**Quoted text**
Tom Corbett, space cadet and now governor, returned from his undisclosed planet today to reassure Pennsylvanians that their drinking water is safe -- from the minute amount of radiation reaching here from the crippled nuclear plants in Japan.

The large amounts of radioactive water that gets dumped into sewage treatment plants that sit on major Pennsylvania waterways that are also sources of local drinking water?

Eh. Who really knows?

Here's the so-far press-shy Corbett making a big show that he's on top of the "crisis" of trace amounts of radioactivity, presumably from Japan, that's been found in rainwater monitors located at our own Pennsylvania nuclear plants:

On Friday, concentrations of Iodine-131, likely originating from the events at Japan's damaged nuclear plants, were found in rainwater samples collected from Pennsylvania's nuclear power plant facilities....

As a result of the findings, Corbett immediately ordered the Department of Environmental Protection's Bureau of Water Quality, Radiation Protection and Laboratories to test the drinking water from six regions in the state.

Yes, Corbett's on top of it:

Corbett emphasized that the drinking water is safe and there is no cause for health concerns. State officials will continue to carefully monitor the situation, Corbett said, and will keep the public informed.

**Entries supplied**
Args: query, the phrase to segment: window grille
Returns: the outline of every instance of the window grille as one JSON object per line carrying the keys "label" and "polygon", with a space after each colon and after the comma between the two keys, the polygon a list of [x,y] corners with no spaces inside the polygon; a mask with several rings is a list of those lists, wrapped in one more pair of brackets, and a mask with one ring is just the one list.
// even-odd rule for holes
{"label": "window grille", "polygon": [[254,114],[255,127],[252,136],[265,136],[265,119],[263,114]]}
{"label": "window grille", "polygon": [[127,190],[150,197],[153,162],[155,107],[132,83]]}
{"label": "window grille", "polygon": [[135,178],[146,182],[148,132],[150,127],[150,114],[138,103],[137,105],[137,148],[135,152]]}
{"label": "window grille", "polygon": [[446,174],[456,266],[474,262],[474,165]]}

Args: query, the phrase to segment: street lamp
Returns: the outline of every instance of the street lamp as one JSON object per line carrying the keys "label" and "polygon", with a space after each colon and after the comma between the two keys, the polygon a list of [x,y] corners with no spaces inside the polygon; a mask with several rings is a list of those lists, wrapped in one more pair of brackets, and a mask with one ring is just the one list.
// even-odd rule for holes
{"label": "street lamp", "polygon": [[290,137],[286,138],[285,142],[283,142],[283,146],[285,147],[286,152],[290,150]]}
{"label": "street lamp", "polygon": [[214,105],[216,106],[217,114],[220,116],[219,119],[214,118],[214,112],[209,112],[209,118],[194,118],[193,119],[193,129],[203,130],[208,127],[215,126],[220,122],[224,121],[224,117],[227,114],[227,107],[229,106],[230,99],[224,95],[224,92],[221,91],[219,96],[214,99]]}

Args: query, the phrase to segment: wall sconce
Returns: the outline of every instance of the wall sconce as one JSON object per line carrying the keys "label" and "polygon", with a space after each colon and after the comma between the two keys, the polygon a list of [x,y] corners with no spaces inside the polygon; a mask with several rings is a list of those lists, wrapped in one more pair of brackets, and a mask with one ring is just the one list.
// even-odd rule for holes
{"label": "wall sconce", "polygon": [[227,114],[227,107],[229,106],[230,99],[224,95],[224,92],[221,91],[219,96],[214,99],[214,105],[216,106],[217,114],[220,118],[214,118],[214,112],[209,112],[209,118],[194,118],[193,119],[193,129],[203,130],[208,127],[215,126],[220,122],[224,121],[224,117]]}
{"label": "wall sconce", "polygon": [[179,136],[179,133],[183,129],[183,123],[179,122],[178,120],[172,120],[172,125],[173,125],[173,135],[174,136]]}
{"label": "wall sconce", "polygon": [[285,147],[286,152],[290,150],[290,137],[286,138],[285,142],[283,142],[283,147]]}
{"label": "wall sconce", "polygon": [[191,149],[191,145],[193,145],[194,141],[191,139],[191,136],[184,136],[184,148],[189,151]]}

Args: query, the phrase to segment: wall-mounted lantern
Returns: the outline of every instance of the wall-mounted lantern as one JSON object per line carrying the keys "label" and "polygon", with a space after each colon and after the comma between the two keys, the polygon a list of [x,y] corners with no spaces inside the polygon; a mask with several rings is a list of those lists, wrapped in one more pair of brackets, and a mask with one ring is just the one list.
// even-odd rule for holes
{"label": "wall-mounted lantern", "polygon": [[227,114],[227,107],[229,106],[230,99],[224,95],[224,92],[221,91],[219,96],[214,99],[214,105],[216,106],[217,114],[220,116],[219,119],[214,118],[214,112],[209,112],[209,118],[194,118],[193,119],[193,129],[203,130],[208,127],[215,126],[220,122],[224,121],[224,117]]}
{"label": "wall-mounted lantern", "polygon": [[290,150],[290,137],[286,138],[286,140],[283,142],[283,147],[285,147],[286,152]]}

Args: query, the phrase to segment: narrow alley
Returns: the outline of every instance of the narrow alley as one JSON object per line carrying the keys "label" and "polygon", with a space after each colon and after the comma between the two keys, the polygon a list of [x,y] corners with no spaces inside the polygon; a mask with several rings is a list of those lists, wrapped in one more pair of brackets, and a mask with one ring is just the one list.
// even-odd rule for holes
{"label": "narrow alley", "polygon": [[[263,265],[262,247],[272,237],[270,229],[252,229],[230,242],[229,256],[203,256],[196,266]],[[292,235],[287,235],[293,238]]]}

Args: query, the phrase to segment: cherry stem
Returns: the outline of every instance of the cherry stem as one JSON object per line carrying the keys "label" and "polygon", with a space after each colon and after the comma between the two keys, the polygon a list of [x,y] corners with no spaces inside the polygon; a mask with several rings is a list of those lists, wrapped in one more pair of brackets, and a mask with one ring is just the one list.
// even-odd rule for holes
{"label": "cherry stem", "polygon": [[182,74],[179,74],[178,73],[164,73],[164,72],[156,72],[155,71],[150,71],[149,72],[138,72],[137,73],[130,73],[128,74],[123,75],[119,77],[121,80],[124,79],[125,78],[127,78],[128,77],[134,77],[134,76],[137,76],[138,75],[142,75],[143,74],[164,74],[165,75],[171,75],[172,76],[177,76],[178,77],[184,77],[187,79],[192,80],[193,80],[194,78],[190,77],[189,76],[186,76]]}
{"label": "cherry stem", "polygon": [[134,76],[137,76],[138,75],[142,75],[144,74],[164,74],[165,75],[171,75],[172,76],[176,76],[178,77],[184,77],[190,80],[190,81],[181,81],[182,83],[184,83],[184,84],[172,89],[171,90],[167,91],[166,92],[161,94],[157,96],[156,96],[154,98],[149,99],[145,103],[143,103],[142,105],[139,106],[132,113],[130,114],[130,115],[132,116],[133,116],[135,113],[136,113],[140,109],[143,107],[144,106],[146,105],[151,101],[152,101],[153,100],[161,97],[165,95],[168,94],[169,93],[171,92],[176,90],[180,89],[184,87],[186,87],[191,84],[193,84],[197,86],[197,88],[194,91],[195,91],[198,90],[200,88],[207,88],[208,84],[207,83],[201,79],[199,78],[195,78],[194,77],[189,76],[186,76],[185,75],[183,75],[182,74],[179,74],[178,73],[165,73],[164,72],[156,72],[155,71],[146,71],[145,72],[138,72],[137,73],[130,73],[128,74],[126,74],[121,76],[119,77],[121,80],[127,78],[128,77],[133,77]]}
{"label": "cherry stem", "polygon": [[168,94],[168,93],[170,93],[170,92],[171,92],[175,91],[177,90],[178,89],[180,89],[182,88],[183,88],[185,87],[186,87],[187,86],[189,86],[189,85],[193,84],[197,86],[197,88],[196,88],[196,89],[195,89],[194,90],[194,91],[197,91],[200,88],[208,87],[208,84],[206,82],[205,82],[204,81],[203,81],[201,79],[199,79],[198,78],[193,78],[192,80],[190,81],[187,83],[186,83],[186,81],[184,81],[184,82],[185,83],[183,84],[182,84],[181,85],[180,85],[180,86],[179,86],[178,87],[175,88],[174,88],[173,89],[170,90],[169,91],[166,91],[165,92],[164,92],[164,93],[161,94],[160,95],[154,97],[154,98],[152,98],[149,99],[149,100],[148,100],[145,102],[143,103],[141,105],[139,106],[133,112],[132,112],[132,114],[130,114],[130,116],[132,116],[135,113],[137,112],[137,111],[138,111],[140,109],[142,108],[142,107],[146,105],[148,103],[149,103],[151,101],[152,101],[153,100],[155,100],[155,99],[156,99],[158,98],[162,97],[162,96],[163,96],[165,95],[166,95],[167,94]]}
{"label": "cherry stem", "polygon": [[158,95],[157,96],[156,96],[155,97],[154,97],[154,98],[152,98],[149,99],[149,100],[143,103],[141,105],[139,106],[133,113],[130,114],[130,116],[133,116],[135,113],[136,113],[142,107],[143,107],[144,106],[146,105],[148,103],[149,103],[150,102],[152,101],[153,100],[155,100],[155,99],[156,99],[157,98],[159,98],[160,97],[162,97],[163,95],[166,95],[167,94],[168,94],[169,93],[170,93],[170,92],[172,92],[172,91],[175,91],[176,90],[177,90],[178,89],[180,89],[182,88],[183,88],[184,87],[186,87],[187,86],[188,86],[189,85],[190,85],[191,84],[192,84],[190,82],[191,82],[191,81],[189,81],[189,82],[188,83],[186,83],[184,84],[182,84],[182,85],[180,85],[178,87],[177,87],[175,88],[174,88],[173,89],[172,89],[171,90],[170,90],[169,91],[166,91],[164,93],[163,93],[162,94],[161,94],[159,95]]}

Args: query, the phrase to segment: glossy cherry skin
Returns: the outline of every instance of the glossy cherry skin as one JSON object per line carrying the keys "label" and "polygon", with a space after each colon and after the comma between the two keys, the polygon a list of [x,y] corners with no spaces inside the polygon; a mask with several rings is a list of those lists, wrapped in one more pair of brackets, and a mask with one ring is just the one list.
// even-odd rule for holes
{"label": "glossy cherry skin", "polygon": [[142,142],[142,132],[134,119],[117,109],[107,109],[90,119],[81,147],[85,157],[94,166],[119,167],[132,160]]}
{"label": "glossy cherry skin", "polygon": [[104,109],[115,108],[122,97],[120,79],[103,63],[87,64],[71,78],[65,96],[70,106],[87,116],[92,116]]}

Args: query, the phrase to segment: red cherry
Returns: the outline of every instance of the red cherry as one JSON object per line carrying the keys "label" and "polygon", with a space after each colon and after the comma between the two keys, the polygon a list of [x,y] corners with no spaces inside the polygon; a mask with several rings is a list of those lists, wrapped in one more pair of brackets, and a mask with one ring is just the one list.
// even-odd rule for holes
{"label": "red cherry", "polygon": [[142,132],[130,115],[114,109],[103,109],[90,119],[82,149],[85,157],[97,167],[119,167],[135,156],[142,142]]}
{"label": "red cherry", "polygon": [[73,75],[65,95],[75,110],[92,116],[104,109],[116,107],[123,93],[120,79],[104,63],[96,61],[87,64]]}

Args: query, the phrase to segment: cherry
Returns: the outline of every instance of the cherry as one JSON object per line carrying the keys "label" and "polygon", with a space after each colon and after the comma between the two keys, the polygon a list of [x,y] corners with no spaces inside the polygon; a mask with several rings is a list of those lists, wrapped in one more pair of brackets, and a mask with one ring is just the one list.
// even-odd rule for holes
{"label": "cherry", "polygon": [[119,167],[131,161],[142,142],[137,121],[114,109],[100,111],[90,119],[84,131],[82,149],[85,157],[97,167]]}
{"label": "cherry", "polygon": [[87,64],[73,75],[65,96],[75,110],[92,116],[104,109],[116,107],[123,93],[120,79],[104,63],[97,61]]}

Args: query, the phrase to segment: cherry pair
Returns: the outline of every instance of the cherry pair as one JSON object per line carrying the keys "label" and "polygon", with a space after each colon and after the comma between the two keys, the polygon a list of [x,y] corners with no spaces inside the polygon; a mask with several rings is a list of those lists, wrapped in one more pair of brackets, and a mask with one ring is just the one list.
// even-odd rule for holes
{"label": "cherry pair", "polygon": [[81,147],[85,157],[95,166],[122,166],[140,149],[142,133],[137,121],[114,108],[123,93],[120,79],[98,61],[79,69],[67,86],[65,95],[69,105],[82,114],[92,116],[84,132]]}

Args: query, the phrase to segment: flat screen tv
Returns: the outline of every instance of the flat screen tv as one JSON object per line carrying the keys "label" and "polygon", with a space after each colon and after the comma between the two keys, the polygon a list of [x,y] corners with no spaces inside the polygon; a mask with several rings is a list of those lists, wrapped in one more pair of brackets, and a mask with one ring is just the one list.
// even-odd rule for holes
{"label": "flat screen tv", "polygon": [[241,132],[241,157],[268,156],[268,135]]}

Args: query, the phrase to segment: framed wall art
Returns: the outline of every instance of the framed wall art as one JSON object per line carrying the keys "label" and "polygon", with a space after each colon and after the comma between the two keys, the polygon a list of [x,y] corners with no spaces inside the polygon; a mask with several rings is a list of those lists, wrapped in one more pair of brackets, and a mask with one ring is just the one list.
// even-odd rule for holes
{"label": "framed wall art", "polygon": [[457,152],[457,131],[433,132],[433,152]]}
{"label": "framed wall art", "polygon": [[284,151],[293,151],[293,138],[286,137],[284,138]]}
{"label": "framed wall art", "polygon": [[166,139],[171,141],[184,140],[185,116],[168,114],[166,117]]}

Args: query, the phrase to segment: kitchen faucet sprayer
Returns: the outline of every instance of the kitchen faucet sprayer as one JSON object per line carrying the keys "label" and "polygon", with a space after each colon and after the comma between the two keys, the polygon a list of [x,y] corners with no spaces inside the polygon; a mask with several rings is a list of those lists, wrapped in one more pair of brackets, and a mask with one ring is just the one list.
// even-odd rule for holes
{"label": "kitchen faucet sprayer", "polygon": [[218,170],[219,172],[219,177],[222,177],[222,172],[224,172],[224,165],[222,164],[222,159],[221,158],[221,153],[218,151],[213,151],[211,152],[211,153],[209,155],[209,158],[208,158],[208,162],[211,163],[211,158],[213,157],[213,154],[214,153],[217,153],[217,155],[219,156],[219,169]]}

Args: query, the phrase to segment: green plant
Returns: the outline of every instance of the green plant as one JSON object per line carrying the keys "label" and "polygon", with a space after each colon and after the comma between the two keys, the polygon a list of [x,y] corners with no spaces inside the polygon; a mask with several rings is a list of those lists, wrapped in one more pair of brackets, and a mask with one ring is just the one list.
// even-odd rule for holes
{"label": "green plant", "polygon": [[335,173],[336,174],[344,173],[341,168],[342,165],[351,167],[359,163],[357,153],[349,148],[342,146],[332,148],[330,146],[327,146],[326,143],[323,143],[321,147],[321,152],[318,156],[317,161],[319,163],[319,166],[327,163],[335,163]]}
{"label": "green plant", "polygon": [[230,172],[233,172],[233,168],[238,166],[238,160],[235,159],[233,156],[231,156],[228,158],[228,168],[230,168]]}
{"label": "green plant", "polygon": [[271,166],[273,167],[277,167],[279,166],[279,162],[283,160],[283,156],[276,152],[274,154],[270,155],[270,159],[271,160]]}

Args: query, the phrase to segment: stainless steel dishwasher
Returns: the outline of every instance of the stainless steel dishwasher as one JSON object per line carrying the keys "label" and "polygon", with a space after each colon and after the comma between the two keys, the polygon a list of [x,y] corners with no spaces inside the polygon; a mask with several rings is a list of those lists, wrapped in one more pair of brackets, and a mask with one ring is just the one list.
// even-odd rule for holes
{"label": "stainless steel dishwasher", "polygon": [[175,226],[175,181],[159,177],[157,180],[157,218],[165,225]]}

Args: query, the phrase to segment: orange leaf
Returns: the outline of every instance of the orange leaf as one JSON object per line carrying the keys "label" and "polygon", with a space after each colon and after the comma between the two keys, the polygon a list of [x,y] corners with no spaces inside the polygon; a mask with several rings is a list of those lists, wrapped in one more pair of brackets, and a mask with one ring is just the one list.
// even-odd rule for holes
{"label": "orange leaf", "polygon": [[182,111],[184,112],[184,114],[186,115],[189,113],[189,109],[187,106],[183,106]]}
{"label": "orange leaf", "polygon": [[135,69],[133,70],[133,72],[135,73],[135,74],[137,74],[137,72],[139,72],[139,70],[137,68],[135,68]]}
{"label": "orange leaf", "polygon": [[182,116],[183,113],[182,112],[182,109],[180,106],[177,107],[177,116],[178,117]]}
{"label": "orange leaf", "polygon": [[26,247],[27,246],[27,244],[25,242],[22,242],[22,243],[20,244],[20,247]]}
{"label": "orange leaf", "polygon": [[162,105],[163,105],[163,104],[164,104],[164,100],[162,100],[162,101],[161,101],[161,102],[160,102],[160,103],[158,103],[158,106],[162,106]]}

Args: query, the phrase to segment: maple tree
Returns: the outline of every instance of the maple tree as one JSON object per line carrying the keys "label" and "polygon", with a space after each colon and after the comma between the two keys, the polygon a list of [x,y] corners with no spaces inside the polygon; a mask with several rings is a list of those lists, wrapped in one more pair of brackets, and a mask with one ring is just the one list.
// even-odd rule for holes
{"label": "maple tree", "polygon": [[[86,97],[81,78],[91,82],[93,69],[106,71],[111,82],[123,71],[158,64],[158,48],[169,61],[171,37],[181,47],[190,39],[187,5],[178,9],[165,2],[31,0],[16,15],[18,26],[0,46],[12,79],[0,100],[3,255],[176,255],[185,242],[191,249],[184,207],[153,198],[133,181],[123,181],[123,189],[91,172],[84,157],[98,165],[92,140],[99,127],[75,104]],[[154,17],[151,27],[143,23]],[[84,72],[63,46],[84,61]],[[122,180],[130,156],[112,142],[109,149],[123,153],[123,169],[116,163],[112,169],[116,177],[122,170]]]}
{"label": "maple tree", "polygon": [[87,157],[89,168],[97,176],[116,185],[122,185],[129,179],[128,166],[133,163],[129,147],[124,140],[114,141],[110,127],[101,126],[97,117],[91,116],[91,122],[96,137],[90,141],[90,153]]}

**Jobs**
(A) In the piece on Governor Corbett and Pennsylvania's drinking water, how many regions of the state did Corbett order to have their drinking water tested?
(B) Write the next part of the piece on Governor Corbett and Pennsylvania's drinking water, picking up after its final sentence.
The entries are unrelated to the piece on Governor Corbett and Pennsylvania's drinking water.

**Replies**
(A) Six regions.

(B)
"Rainwater is not typically directly consumed,'' Corbett said. "However, people might get alarmed by making what would be an inappropriate connection from rainwater to drinking water. By testing the drinking water, we can assure people that the water is safe.''

The funny thing that I don't recall a peep from Corbett about this:

The Times also found never-reported studies by the E.P.A. and a confidential study by the drilling industry that all concluded that radioactivity in drilling waste cannot be fully diluted in rivers and other waterways.

But the E.P.A. has not intervened. In fact, federal and state regulators are allowing most sewage treatment plants that accept drilling waste not to test for radioactivity. And most drinking-water intake plants downstream from those sewage treatment plants in Pennsylvania, with the blessing of regulators, have not tested for radioactivity since before 2006, even though the drilling boom began in 2008.

In other words, there is no way of guaranteeing that the drinking water taken in by all these plants is safe.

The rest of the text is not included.